- [TASK MATERIAL]
..........

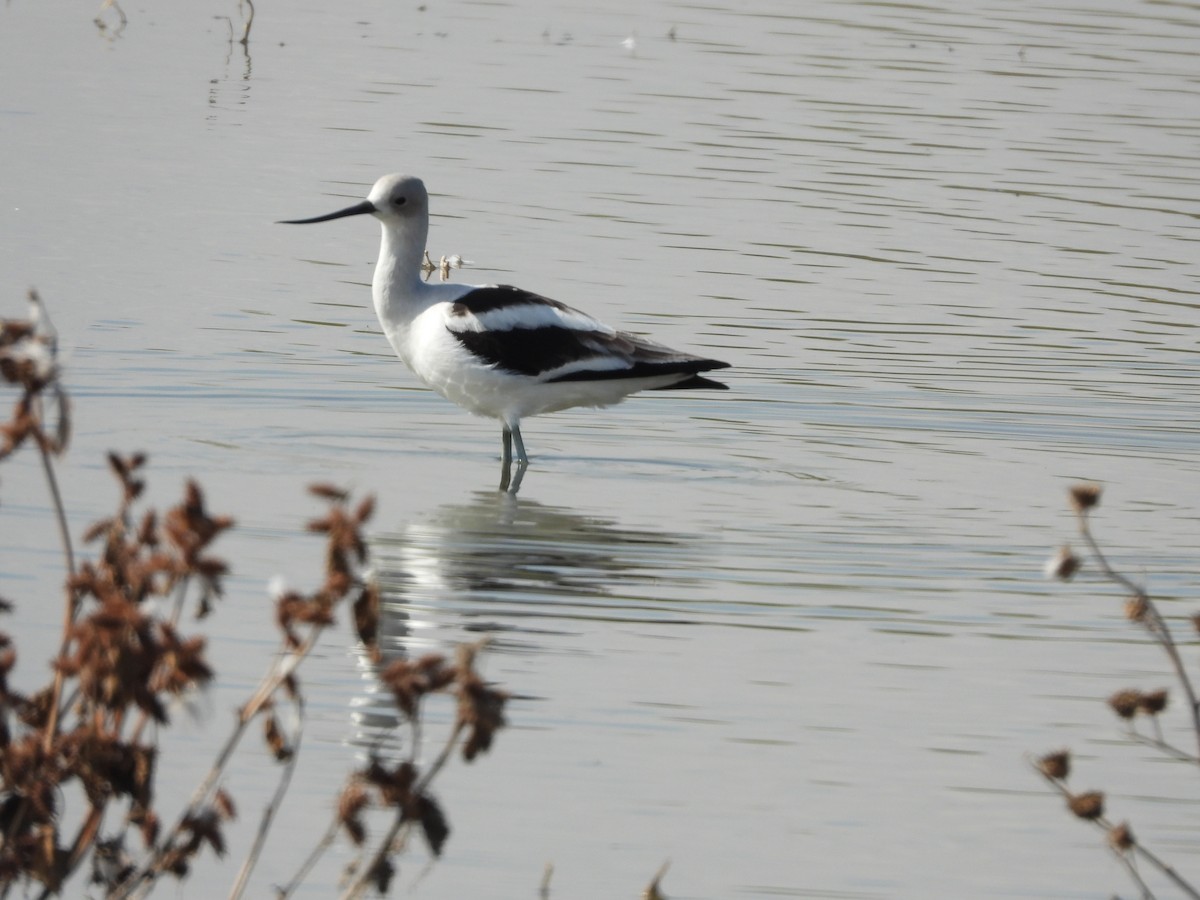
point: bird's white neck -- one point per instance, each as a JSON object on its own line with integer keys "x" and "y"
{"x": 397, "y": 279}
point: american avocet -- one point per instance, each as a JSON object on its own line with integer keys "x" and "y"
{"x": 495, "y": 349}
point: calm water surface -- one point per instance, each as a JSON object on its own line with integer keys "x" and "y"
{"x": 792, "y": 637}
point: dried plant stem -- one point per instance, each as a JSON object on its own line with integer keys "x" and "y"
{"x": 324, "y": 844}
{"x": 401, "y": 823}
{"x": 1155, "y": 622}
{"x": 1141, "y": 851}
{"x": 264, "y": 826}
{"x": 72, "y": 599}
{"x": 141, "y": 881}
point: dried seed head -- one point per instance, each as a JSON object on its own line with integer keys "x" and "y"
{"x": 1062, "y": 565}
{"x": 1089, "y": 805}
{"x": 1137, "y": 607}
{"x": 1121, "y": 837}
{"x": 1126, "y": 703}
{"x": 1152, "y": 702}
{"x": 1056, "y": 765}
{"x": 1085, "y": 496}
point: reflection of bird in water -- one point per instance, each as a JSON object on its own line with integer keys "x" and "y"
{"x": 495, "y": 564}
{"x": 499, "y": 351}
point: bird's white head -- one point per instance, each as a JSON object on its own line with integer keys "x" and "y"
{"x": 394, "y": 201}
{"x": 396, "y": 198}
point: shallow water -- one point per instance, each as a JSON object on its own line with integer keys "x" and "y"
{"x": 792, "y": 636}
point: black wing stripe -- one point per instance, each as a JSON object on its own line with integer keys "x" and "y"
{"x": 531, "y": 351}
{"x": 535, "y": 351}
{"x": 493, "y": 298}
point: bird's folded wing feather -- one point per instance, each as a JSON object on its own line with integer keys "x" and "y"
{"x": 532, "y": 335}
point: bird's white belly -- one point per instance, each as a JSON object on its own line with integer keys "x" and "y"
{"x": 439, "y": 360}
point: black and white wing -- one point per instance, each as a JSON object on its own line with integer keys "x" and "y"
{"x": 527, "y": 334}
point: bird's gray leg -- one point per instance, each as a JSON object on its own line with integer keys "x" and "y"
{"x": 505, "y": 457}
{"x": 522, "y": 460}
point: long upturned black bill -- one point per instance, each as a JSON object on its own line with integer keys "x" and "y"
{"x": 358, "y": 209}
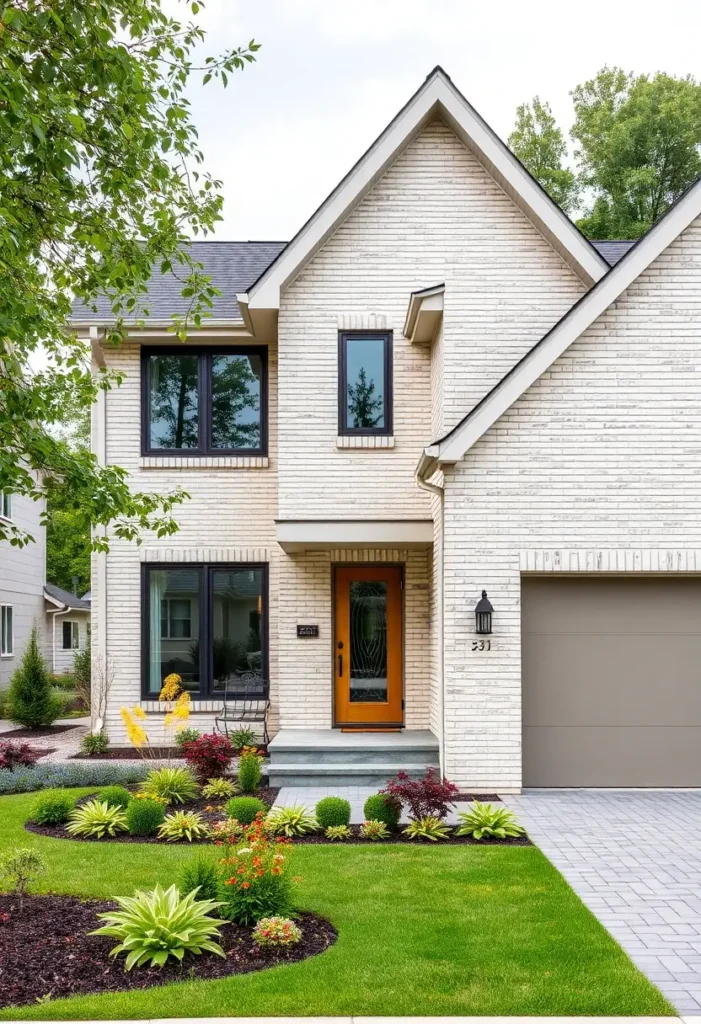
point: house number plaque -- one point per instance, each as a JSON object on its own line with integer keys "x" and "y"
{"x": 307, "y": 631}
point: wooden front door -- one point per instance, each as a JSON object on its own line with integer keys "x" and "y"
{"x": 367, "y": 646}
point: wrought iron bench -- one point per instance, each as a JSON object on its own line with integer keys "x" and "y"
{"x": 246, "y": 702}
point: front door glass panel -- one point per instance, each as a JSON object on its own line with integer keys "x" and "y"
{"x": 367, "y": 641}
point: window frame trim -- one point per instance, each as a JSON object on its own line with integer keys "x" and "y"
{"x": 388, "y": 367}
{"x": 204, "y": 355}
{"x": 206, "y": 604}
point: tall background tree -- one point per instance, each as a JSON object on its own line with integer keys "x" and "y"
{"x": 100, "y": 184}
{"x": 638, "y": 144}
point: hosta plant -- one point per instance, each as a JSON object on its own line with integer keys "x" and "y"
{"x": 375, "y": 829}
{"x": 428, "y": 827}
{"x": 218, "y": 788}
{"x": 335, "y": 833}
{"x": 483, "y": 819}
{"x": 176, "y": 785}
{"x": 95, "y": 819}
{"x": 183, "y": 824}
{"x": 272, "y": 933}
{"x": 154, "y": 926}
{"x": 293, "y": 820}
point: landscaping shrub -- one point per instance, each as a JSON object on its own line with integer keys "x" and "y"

..........

Rewrite every line of the listing above as a Markdown table with a numbered "Row" column and a "Listing line" column, skipping any blank lines. Leave the pictures out.

- [COMPLETE ANSWER]
| Row | Listing line |
|---|---|
| 1 | point: bird's white neck -- one point per instance, each as a JSON object on its own line with integer keys "x" and "y" |
| 2 | {"x": 397, "y": 279} |
| 3 | point: american avocet -- one point per instance, each as a JSON object on its own line with integer keys "x" and "y" |
| 4 | {"x": 495, "y": 349} |
| 5 | point: calm water surface -- one point per instance, each as a JSON object on its own line with integer keys "x" and "y" |
| 6 | {"x": 792, "y": 637} |
| 7 | point: dried plant stem -- one point per instance, each as a JSON object on its own line with integer keys "x" and "y" |
| 8 | {"x": 324, "y": 844} |
| 9 | {"x": 401, "y": 823} |
| 10 | {"x": 1155, "y": 622} |
| 11 | {"x": 1141, "y": 851} |
| 12 | {"x": 264, "y": 826} |
| 13 | {"x": 72, "y": 599} |
| 14 | {"x": 141, "y": 881} |
| 15 | point: dried seed head -- one point per instance, each as a JSON object on its own line with integer keys "x" and "y" |
| 16 | {"x": 1062, "y": 565} |
| 17 | {"x": 1089, "y": 805} |
| 18 | {"x": 1137, "y": 607} |
| 19 | {"x": 1121, "y": 837} |
| 20 | {"x": 1126, "y": 703} |
| 21 | {"x": 1152, "y": 702} |
| 22 | {"x": 1056, "y": 765} |
| 23 | {"x": 1085, "y": 496} |
| 24 | point: reflection of bird in water -- one point per instance, each as a JSON object on its own line with integer keys "x" and "y" |
| 25 | {"x": 495, "y": 564} |
| 26 | {"x": 499, "y": 351} |
| 27 | point: bird's white head -- one point per instance, each as a JSON object on its own line with integer keys "x" and "y" |
| 28 | {"x": 394, "y": 201} |
| 29 | {"x": 396, "y": 198} |
| 30 | point: shallow water -- one point per instance, each as a JSON object on its own line with integer keys "x" and "y" |
| 31 | {"x": 792, "y": 636} |
| 32 | point: black wing stripe -- one point per instance, each as a JSON object on its own line with integer keys "x" and "y" |
| 33 | {"x": 531, "y": 351} |
| 34 | {"x": 535, "y": 351} |
| 35 | {"x": 493, "y": 298} |
| 36 | point: bird's folded wing feather -- one point per instance, each as a JSON object on its own line with integer keys "x" and "y" |
| 37 | {"x": 532, "y": 335} |
| 38 | point: bird's white belly -- one point per instance, each as a JSON object on its own line with integer keys "x" and "y" |
| 39 | {"x": 439, "y": 360} |
| 40 | point: black and white wing -- one point per instance, each as a JSON object on its own line with integer keys "x" and "y" |
| 41 | {"x": 527, "y": 334} |
| 42 | point: bird's gray leg -- one point per instance, each as a JSON object on its own line with integer keys "x" and "y" |
| 43 | {"x": 505, "y": 457} |
| 44 | {"x": 522, "y": 460} |
| 45 | point: long upturned black bill -- one point per instance, each as a JSON object on its own line with integer keys "x" and "y" |
| 46 | {"x": 358, "y": 209} |
| 47 | point: house number plaque -- one point per instance, each as a JSON object on its own line with integer keys "x" and "y" |
| 48 | {"x": 307, "y": 631} |
| 49 | point: wooden front door -- one point per instance, each as a JSON object on its own line with integer keys "x" and "y" |
| 50 | {"x": 367, "y": 646} |
| 51 | point: wrought iron bench -- one point per instance, each as a JSON object on its own line with integer keys "x" and "y" |
| 52 | {"x": 246, "y": 702} |
| 53 | point: front door glass panel -- one point per instance, each as a JSON object on its own line with integer keys "x" and "y" |
| 54 | {"x": 367, "y": 641} |
| 55 | point: window frame trim -- one point per instance, each as a JSON object on its own line with integer keys "x" and "y" |
| 56 | {"x": 388, "y": 367} |
| 57 | {"x": 204, "y": 355} |
| 58 | {"x": 206, "y": 604} |
| 59 | point: tall background tree -- one point per instance, each as a JSON object on its own line with integer keys "x" and "y" |
| 60 | {"x": 100, "y": 184} |
| 61 | {"x": 638, "y": 144} |
| 62 | point: hosta plant -- one point per instance, each as a JSON object on its own line with integer keys "x" and "y" |
| 63 | {"x": 375, "y": 829} |
| 64 | {"x": 428, "y": 827} |
| 65 | {"x": 218, "y": 788} |
| 66 | {"x": 335, "y": 833} |
| 67 | {"x": 483, "y": 819} |
| 68 | {"x": 176, "y": 785} |
| 69 | {"x": 95, "y": 819} |
| 70 | {"x": 183, "y": 824} |
| 71 | {"x": 272, "y": 933} |
| 72 | {"x": 154, "y": 926} |
| 73 | {"x": 293, "y": 820} |
| 74 | point: landscaping shrub -- one point per instance, each as a JSON object on its own line with integer keys "x" and "y" |